Rewrite each of the items below with every occurrence of "one point per instance" changed to "one point for each instance", keeping all other wording the same, and leave the pictures out of your version.

** Start Material provided **

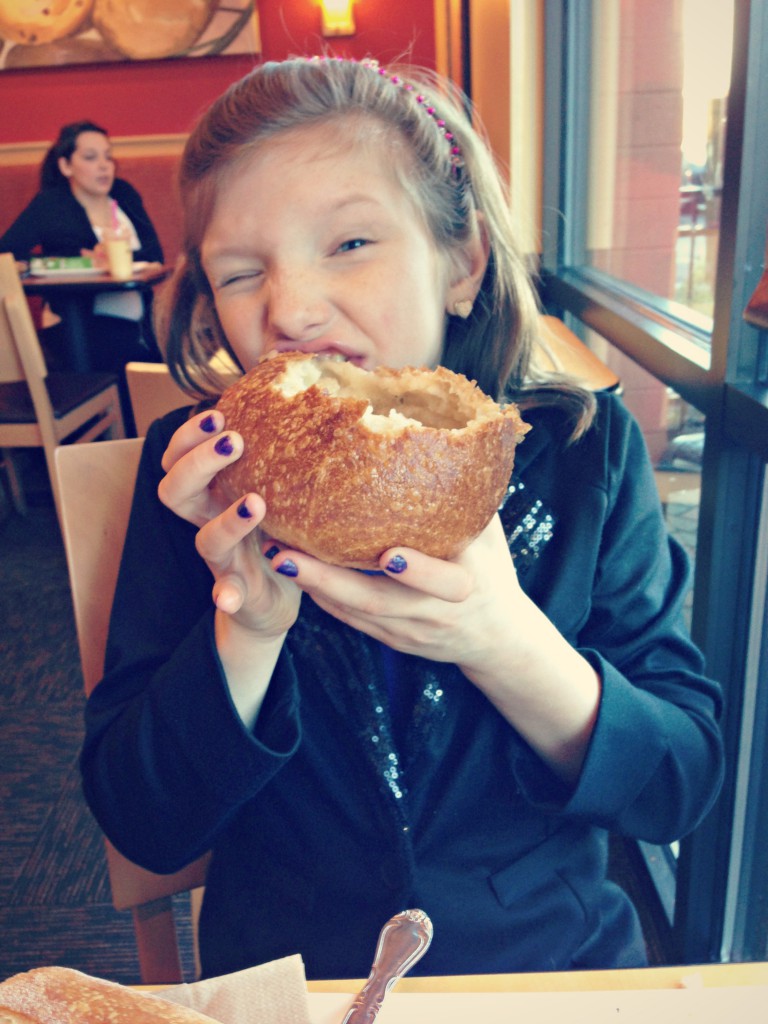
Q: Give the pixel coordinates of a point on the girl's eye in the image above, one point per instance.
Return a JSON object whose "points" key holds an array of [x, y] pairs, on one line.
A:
{"points": [[351, 244], [235, 279]]}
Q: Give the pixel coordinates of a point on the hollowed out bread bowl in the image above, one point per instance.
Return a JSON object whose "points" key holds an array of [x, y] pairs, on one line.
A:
{"points": [[351, 463]]}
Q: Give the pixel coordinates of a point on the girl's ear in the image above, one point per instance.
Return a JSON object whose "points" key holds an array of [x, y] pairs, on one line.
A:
{"points": [[468, 270]]}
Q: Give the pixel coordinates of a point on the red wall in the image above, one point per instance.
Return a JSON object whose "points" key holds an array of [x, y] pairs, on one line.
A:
{"points": [[165, 96]]}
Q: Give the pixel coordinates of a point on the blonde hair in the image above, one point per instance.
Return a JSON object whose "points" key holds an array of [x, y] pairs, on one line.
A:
{"points": [[451, 178]]}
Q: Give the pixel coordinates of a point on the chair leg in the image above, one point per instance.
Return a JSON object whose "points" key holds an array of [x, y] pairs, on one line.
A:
{"points": [[14, 483], [157, 943]]}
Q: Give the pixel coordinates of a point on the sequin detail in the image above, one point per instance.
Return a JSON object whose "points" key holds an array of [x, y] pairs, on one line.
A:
{"points": [[528, 525]]}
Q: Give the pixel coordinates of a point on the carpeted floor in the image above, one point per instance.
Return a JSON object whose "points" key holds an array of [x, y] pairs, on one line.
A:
{"points": [[54, 896]]}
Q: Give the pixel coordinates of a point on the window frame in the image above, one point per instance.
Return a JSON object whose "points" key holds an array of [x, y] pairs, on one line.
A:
{"points": [[729, 388]]}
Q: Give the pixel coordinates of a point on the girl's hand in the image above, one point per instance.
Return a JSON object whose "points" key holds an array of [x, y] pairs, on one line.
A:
{"points": [[257, 600], [471, 611]]}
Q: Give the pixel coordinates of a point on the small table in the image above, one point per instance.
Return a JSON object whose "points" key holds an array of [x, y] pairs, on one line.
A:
{"points": [[69, 291]]}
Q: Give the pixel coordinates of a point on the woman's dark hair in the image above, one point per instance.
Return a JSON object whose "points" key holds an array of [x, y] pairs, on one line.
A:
{"points": [[50, 176]]}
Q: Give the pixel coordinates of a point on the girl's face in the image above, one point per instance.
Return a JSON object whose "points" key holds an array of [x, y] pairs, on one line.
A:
{"points": [[90, 169], [313, 246]]}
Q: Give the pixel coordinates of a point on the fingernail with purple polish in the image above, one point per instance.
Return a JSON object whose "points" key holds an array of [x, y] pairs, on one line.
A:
{"points": [[224, 445], [288, 568], [396, 564]]}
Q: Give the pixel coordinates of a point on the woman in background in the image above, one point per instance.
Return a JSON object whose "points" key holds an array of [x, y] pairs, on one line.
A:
{"points": [[68, 217]]}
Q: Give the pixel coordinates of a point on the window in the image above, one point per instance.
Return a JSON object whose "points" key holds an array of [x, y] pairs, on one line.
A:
{"points": [[653, 240], [658, 88]]}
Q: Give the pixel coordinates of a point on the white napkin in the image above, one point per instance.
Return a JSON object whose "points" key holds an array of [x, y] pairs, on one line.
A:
{"points": [[270, 993]]}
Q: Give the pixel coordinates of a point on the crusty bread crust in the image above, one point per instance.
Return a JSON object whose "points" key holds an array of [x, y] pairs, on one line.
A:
{"points": [[61, 995], [352, 463]]}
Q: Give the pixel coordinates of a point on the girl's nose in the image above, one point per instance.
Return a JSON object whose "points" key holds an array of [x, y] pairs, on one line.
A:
{"points": [[297, 307]]}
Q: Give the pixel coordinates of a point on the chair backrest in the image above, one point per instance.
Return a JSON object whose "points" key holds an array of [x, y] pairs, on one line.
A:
{"points": [[154, 392], [96, 486]]}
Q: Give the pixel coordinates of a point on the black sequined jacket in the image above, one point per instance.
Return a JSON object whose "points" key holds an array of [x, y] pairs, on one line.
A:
{"points": [[323, 825]]}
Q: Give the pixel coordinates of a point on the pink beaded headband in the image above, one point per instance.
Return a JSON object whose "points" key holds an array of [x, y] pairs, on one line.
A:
{"points": [[457, 162]]}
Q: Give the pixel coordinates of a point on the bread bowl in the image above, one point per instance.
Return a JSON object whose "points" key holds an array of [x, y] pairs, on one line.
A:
{"points": [[62, 995], [351, 463]]}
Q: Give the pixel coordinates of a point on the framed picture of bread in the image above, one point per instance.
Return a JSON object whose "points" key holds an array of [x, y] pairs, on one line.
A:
{"points": [[45, 33]]}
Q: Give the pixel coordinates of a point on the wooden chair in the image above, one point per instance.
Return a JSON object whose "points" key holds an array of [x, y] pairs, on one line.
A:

** End Material provided **

# Exercise result
Q: Give the pixel coordinates of a point on the girl's eye in the image above, one point for each instance.
Return a JSON object whose "points" key holds an array of [x, y] pairs, on one line.
A:
{"points": [[351, 244], [235, 279]]}
Q: Give the pixel coordinates of a point on the hollowed out bread bowl in the image above, one point for each instance.
Return a JSON object whose "points" key holds an array of [x, y] pairs, on one line.
A:
{"points": [[351, 463]]}
Q: Give the pixel coordinates of a point on the girl's ear in the image above, one point for each instance.
Return a JSON object whose "points" key holds an array of [x, y] pairs, on one line.
A:
{"points": [[468, 270]]}
Q: Give the pixel coordinates of a point on the red wall in the image above, one point for each instance.
Return a JSON object whose "points" key holds an array of [x, y] pairs, on one line.
A:
{"points": [[165, 96]]}
Q: Give the pixel coordinates of a point on the blonde hair in the image above, one point for each instance.
Return a JSON object whose "points" key holds an array of [x, y] pairs, on one line.
A:
{"points": [[451, 178]]}
Q: Give the pixel coordinates of a point on the chair leg in the image above, one point for each instance.
Return a JSON object whose "points" key holds an array of [x, y] pairs, on one line.
A:
{"points": [[14, 483], [157, 943]]}
Q: Give the pixel coordinates of a point on the sequin detail in the image above, one point for each instance.
Return a JSON object whose "points" key holds an array of [x, y] pairs, on one line.
A:
{"points": [[528, 525]]}
Q: Give the pixel coordinates of a point on the carpeted floor in the image above, one point for each instance.
Return a JSON object whose "points" key holds an array of [x, y] pairs, on one line.
A:
{"points": [[54, 896]]}
Q: Give the pixel coordinates of a point on the window frame in the image above, one point for each instance.
Return a JSON object whose "points" key holds an array of [x, y] pairs, on one line.
A:
{"points": [[729, 388]]}
Q: Give the pixel coordinates of a point on the girl's hand in the image above, one point for each instance.
Return a JSON object whose "points" key holds an array of [x, y] pairs, on one line.
A:
{"points": [[257, 600], [471, 611]]}
Q: Give the pixel coordinates of a point on the small table in the image above, one point for each instance.
Return a JSON object whose "points" key holds an array of [x, y] pairs, on one line.
A:
{"points": [[69, 291]]}
Q: Give the pixel coordinates of a point on the woman's dark hair in the image above, one point for each instance.
Return a JSON object whose "points" key holds an array of [x, y] pairs, on one line.
A:
{"points": [[50, 176]]}
Q: Give the pixel coordinates of a point on the girl's face in the image above, one point for each instance.
Return a JSON object whose "points" key holds an array of [x, y] pairs, on one line.
A:
{"points": [[90, 169], [313, 246]]}
Q: Give the pixel coordinates of a point on the fingernail with purple polish in the image above, one point for each instance.
Return a JSON object whose "points" key holds an array of [x, y] pairs, on one line.
A:
{"points": [[224, 445], [288, 568], [396, 564]]}
Q: Give the pixel coordinates of a point on the woman in background in the image above, one point for each instance.
Return a JSON object whose "points" key holds an array of [x, y] pairs, on one line.
A:
{"points": [[68, 217]]}
Q: Give the pixel coordinates of a point on the window in the image above, one point for each instance.
Return a JSON object whose "points" key holds an array of [x, y] pairs, on one line.
A:
{"points": [[653, 240], [658, 88]]}
Q: Give the pixel coordinates of a point on the white napkin in the image above, one point for each instance.
Return a JSON object whose "points" key holds an array of [x, y] pairs, on one line.
A:
{"points": [[270, 993]]}
Q: Give the pixel coordinates of a point on the crusty bread crust in the image above, one point for each instance.
Return a JSON object whose "points" key holds an array of [x, y] pairs, on one line.
A:
{"points": [[61, 995], [352, 463]]}
Q: Give the pixel coordinates of a point on the girl's nose in the image above, one point for each instance.
Return a JSON object whose "points" key holds an array of [x, y] pairs, on one line.
A:
{"points": [[297, 307]]}
Q: Give the pixel coordinates of a point on the chair backrest in the image above, one point for each instance.
Return a JSON object whose "points" key holds an array of [x, y] pairs, on one line.
A:
{"points": [[154, 392], [96, 486]]}
Q: Give the pixel coordinates of a point on the black sequined jacket in the image above, one point for each instance.
Return a JSON object whose "points" key holds an array of [x, y] pairs, on one line.
A:
{"points": [[323, 825]]}
Q: Give the pixel coordinates of a point on the pink beaded headband in the image above, one point for each instance.
Return a JSON object whose "points" key holds an array of [x, y] pairs, on one line.
A:
{"points": [[457, 162]]}
Q: Give the pixel coordinates of a point on the bread bowl in the image above, one point for each instance.
Return a JSON object whose "points" key holds an array of [x, y] pairs, on one line.
A:
{"points": [[62, 995], [351, 463]]}
Q: Give the pixel coordinates of a point on the framed picture of bread in the image above, one point for each instance.
Return a JSON object whose "points" key holds an array of [x, y] pairs, on one line.
A:
{"points": [[45, 33]]}
Q: Give the pixel coordinates of a point on the wooden chair in the image above, one point for each instance.
Return a JSON object whose "points" key holds an array of [x, y] pairs, on one line.
A:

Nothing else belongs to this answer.